**Text for analysis:**
<<<<

Australian television presenter

James Tobin (born ) is an Australian television presenter.

Tobin is currently the weather presenter on Weekend Sunrise and a reporter on Sunrise.

==Career==
Tobin worked on Nickelodeon Australia's Saturday Nick Television (SNTV), a children's Saturday morning show which led to hosting and participating in many other Nickelodeon programs and special events. Tobin also worked in music and radio at 2Day FM, Mix 106.5, 2WS, Captain Cooke Productions and MTV.

In 2004, Tobin joined the Seven Network, and began hosting the children's game show Go Go Stop until 2008, which had school students competing across a floor of plasma screens and answering multiple choice questions.

In 2005, he co-hosted Seven's The Big Arvo, where he worked on location and on set covering every activity from cartooning to bull riding. He spent a week in a remote Australian place living and learning from an Aboriginal community. The show was axed at the end of 2005. Also in 2005, Tobin began hosting music TV show, Allphone's Eclipse Music TV on Saturday afternoons at 12 midday on the Seven Network.

>>>>

**Dataset extract:**

<<<<

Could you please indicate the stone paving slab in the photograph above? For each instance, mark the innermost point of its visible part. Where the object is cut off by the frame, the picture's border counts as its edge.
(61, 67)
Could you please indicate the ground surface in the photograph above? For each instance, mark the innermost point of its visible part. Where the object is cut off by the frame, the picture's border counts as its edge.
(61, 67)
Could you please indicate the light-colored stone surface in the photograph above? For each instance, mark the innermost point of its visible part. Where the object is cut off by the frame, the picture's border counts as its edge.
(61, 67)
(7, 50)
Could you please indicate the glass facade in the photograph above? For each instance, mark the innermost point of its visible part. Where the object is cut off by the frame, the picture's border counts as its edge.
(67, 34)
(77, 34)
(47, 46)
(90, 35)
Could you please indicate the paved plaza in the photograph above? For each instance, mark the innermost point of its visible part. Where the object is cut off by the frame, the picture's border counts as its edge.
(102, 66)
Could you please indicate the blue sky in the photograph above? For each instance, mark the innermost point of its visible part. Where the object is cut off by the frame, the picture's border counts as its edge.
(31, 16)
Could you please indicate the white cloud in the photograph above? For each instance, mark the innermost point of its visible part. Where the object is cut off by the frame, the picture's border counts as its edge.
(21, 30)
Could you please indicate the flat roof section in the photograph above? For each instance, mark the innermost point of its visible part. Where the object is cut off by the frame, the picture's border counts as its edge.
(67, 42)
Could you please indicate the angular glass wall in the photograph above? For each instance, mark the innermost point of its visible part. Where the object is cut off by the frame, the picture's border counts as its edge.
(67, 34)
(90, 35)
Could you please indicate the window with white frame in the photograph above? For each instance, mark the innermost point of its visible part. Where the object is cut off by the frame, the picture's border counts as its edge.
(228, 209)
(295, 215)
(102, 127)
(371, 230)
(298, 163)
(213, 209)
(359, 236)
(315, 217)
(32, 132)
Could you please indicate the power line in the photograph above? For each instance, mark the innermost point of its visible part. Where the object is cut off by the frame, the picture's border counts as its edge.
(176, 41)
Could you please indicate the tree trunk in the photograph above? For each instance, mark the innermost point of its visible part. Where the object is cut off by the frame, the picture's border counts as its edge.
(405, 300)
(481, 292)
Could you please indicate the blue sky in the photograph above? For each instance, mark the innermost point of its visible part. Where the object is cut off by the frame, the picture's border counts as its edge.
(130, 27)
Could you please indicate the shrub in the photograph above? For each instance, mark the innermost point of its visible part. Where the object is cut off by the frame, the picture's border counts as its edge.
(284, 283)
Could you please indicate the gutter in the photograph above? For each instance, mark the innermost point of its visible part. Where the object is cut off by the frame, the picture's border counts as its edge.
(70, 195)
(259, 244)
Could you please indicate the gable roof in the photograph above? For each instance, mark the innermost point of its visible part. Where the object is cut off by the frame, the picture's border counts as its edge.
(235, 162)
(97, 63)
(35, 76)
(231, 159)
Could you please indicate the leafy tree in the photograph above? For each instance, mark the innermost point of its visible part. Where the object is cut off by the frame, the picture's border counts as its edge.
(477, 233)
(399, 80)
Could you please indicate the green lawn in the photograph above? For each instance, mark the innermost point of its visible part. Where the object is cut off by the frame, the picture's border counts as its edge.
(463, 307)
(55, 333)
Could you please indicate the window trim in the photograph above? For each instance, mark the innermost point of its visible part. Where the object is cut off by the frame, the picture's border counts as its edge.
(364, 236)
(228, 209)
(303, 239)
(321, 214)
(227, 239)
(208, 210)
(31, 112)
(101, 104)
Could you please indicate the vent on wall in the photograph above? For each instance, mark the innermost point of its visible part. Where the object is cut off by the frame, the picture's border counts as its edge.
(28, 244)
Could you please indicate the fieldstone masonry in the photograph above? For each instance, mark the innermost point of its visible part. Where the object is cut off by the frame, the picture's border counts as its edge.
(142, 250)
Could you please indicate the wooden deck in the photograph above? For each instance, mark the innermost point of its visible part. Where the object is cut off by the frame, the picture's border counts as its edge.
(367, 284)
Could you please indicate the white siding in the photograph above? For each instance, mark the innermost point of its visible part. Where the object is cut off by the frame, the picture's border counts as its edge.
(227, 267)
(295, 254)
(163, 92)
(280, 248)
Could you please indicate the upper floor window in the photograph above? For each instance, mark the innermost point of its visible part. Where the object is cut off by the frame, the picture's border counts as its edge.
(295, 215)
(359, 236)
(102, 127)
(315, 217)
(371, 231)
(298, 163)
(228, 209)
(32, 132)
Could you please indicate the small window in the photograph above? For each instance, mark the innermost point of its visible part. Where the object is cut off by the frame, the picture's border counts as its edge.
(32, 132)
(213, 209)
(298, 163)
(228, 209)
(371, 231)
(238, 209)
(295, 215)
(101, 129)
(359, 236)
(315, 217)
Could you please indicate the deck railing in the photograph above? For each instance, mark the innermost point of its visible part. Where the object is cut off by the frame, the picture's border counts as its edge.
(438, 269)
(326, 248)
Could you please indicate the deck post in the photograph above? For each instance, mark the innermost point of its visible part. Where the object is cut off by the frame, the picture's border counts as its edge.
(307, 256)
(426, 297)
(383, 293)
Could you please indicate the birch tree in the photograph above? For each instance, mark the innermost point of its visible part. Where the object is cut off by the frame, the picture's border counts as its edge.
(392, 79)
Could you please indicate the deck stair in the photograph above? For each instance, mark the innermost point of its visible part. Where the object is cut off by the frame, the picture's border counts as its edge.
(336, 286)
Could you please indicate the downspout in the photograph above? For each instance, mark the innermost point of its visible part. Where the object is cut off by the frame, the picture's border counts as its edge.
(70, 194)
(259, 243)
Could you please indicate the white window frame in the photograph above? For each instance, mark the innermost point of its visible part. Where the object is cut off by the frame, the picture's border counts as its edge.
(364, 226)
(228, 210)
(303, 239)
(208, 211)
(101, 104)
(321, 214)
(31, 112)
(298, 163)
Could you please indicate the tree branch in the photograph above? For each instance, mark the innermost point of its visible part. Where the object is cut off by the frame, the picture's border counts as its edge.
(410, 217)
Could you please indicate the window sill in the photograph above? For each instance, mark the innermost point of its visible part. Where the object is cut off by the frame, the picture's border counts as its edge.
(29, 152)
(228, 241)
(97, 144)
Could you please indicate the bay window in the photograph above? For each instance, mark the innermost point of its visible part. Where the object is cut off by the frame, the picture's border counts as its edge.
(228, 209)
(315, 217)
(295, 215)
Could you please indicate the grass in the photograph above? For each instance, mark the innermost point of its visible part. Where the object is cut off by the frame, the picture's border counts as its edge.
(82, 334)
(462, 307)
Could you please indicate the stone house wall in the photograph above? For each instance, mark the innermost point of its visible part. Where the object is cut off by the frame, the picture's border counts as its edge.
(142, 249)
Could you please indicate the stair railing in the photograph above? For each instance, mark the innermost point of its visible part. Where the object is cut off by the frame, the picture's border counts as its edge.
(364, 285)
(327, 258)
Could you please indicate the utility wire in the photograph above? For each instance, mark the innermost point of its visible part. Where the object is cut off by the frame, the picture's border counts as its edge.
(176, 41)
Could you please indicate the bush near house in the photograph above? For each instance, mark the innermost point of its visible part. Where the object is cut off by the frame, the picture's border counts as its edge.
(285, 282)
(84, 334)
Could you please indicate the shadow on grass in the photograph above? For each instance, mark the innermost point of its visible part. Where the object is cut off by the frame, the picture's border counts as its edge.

>>>>

**Task prompt:** Return the full text about James Tobin, word for word.

**Completed exercise:**
Australian television presenter

James Tobin (born ) is an Australian television presenter.

Tobin is currently the weather presenter on Weekend Sunrise and a reporter on Sunrise.

==Career==
Tobin worked on Nickelodeon Australia's Saturday Nick Television (SNTV), a children's Saturday morning show which led to hosting and participating in many other Nickelodeon programs and special events. Tobin also worked in music and radio at 2Day FM, Mix 106.5, 2WS, Captain Cooke Productions and MTV.

In 2004, Tobin joined the Seven Network, and began hosting the children's game show Go Go Stop until 2008, which had school students competing across a floor of plasma screens and answering multiple choice questions.

In 2005, he co-hosted Seven's The Big Arvo, where he worked on location and on set covering every activity from cartooning to bull riding. He spent a week in a remote Australian place living and learning from an Aboriginal community. The show was axed at the end of 2005. Also in 2005, Tobin began hosting music TV show, Allphone's Eclipse Music TV on Saturday afternoons at 12 midday on the Seven Network.